CHAPITRE 3 PAIEMENT DES DROITS
CHAPITRE 3
PAIEMENT DES DROITS
SECTION 1
Généralités
1En matière de droits d'enregistrement, de taxe de publicité foncière et de taxes additionnelles à ces droits et taxe, un seul comptable (le receveur des impôts ou le conservateur des hypothèques, suivant le cas) établit à la fois l'assiette et la liquidation de l'impôt et procède à son recouvrement.
2En vertu des dispositions de l'article 1701 du CGI, les droits appliqués aux actes et aux mutations par décès sont payés avant l'exécution de la formalité de l'enregistrement, de la publicité foncière ou de la formalité unique, aux taux et quotités fixés par la loi.
Nul ne peut en différer le paiement ou en atténuer le montant pour quelque autre motif que ce soit, même en cas de contestation. En revanche, le demandeur peut solliciter une restitution s'il y a lieu, le moment venu.
Le paiement de l'impôt est donc préalable à l'accomplissement de la formalité et indivisible comme cette dernière.
Les assujettis doivent, sous peine de refus de la formalité, acquitter la totalité des droits réclamés par le receveur ou le conservateur des hypothèques qui tient de la loi un pouvoir discrétionnaire en premier ressort.
3Il existe toutefois des dérogations à la règle du paiement immédiat de l'impôt, notamment dans les cas suivants : paiement fractionné ou différé (CGI, art. 1717 et suiv., cf. ci-après 7 A 432 ) ; enregistrement en débet (cf. ci-après 7 A 53 ) ; exigibilité des pénalités. Dans ce dernier cas, lorsqu'une demande en remise est formulée, l'administration a prescrit d'enregistrer immédiatement l'acte ou la déclaration comme si la totalité des droits exigibles était versée.
4Le paiement des droits doit être effectif, autrement dit réalisé en espèces ou par un mode de règlement assimilé. Le paiement par compensation avec une créance sur l'État n'est pas admis. Cependant dans certains cas, les droits peuvent être acquittés en valeurs du Trésor (CGI, art. 1715 et suiv.) ou par la remise d'oeuvres d'art (CGI, art. 1716 bis , et annexe II, art. 310 G et 384 A). [Ces divers points sont commentés dans la DB 12 A].

::::

--- Exercices ---
• 1. Répondez à ces questions sur le texte consacré au paiement des droits :
(a) D'après l'article 1701 du CGI, à quel moment les droits appliqués aux actes et aux mutations par décès sont-ils payés ?
(b) Que risquent les assujettis qui n'acquittent pas la totalité des droits réclamés ?
(c) Quel mode de paiement le texte déclare-t-il non admis ?
• 2. Recopiez tel quel le passage du texte qui commence par « 3Il existe toutefois » et se termine par « exigibles était versée. ».
Les enregistrements ci-dessous n'ont aucun rapport avec le texte.

--- Enregistrements ---
::::

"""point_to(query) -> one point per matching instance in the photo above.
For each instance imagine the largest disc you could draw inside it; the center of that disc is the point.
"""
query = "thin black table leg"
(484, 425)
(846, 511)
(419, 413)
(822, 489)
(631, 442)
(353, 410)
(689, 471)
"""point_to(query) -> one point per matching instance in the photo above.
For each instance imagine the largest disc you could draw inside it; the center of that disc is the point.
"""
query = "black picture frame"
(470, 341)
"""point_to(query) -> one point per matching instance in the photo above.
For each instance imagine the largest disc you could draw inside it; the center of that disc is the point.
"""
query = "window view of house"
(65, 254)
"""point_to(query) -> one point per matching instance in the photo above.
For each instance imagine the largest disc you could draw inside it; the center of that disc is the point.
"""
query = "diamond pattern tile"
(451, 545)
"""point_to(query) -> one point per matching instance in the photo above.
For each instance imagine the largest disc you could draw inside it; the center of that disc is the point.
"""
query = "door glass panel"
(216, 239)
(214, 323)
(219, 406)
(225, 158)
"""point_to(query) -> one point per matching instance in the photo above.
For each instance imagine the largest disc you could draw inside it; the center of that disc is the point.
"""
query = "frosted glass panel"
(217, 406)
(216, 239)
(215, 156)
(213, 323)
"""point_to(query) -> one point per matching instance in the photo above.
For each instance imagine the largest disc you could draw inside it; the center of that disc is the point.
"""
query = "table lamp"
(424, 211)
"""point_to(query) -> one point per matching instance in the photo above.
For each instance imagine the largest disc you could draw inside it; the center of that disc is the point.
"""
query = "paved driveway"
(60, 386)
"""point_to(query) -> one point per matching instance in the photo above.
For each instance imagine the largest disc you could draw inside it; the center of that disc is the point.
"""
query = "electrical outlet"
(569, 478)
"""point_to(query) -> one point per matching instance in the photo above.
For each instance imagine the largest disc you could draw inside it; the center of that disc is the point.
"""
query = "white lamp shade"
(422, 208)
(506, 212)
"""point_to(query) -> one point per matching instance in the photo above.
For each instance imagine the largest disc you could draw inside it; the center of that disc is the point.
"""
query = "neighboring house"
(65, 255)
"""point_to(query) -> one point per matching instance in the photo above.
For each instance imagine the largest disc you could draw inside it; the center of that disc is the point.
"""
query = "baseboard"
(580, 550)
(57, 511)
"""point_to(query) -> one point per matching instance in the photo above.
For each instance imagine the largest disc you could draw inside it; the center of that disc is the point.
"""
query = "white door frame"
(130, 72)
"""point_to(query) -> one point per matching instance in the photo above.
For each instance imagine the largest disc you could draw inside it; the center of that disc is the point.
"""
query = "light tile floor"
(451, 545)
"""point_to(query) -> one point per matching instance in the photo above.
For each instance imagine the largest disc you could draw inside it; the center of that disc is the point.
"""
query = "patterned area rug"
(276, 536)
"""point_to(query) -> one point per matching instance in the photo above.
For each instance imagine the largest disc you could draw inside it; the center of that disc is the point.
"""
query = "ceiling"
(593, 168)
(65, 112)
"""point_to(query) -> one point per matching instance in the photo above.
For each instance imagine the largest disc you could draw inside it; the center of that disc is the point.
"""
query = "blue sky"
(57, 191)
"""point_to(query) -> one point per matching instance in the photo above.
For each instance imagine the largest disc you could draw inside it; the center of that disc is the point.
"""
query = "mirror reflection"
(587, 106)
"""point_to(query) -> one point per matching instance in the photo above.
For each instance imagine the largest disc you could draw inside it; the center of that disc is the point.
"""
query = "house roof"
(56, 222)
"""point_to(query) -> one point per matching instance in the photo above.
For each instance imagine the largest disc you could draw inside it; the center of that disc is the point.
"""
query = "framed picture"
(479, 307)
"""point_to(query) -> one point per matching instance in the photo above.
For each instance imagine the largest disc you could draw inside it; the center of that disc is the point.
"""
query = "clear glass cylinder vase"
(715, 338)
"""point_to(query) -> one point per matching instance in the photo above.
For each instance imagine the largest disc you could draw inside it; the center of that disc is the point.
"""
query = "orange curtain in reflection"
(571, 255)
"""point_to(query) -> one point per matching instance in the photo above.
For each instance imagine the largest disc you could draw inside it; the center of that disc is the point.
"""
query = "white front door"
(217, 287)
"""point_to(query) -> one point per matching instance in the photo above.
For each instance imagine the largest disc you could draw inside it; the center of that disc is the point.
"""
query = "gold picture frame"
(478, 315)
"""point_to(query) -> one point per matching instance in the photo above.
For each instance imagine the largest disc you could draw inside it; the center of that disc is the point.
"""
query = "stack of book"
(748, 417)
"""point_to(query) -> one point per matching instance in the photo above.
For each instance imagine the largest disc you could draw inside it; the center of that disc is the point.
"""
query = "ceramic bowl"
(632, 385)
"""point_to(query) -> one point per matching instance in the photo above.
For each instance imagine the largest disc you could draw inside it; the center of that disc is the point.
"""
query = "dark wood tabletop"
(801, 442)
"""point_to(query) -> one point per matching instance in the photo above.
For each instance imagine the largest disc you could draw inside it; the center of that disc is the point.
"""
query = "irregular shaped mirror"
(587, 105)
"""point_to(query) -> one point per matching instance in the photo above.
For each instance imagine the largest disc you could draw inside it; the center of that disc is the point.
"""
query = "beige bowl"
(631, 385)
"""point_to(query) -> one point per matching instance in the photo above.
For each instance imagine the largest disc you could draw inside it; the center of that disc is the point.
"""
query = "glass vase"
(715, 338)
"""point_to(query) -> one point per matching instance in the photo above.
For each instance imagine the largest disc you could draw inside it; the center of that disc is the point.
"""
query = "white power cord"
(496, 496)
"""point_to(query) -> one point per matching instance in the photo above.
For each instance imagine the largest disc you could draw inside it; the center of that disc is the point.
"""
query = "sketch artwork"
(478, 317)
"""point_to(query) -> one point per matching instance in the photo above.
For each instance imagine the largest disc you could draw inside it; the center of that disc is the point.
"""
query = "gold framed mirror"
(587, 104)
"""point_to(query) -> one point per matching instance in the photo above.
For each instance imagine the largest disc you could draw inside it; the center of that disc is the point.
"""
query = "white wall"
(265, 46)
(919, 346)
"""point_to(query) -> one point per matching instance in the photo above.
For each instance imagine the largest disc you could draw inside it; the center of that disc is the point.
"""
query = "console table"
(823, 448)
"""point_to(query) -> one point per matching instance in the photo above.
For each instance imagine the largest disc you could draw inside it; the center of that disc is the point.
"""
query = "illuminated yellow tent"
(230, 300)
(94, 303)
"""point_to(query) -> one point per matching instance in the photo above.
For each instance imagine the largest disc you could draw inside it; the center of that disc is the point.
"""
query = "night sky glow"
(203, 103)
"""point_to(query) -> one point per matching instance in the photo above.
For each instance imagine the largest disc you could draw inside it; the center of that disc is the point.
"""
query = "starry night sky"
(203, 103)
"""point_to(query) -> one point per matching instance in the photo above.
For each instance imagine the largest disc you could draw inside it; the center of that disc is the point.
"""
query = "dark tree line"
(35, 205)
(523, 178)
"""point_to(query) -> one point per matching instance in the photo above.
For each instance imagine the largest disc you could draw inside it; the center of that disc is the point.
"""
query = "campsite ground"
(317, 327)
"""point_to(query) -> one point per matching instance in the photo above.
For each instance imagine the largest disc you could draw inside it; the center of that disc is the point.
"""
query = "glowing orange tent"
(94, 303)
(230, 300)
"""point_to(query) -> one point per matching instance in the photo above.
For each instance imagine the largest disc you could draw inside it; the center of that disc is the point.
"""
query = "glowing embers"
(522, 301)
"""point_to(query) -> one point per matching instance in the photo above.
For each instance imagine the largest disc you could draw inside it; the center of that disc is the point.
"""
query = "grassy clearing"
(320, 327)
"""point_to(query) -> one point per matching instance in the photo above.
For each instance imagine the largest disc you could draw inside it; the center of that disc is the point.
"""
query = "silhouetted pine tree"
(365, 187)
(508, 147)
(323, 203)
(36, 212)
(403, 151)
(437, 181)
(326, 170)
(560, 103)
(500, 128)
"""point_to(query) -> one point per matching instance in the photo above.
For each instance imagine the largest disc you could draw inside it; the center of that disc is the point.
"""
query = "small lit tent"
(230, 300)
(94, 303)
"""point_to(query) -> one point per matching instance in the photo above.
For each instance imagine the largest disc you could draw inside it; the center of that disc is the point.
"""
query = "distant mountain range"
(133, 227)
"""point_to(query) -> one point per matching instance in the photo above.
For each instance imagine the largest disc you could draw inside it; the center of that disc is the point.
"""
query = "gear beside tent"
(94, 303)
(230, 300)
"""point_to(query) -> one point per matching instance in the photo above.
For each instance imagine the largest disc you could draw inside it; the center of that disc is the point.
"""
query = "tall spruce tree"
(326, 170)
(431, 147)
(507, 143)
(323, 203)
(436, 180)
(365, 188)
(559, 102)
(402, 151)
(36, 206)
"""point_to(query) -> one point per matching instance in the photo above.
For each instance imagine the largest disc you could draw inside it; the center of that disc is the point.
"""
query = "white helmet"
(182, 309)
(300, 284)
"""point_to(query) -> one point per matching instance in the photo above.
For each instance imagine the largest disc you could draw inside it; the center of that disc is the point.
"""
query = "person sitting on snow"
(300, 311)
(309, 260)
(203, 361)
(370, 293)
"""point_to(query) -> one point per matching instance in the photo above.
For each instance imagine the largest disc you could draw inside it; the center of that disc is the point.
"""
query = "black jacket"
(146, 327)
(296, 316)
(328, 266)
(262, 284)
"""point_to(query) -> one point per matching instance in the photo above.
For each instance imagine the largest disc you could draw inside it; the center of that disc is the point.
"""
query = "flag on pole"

::::

--- Réponses ---
• 1.
(a) Avant l'exécution de la formalité de l'enregistrement, de la publicité foncière ou de la formalité unique.
(b) Le refus de la formalité.
(c) Le paiement par compensation avec une créance sur l'État.

• 2.
3Il existe toutefois des dérogations à la règle du paiement immédiat de l'impôt, notamment dans les cas suivants : paiement fractionné ou différé (CGI, art. 1717 et suiv., cf. ci-après 7 A 432 ) ; enregistrement en débet (cf. ci-après 7 A 53 ) ; exigibilité des pénalités. Dans ce dernier cas, lorsqu'une demande en remise est formulée, l'administration a prescrit d'enregistrer immédiatement l'acte ou la déclaration comme si la totalité des droits exigibles était versée.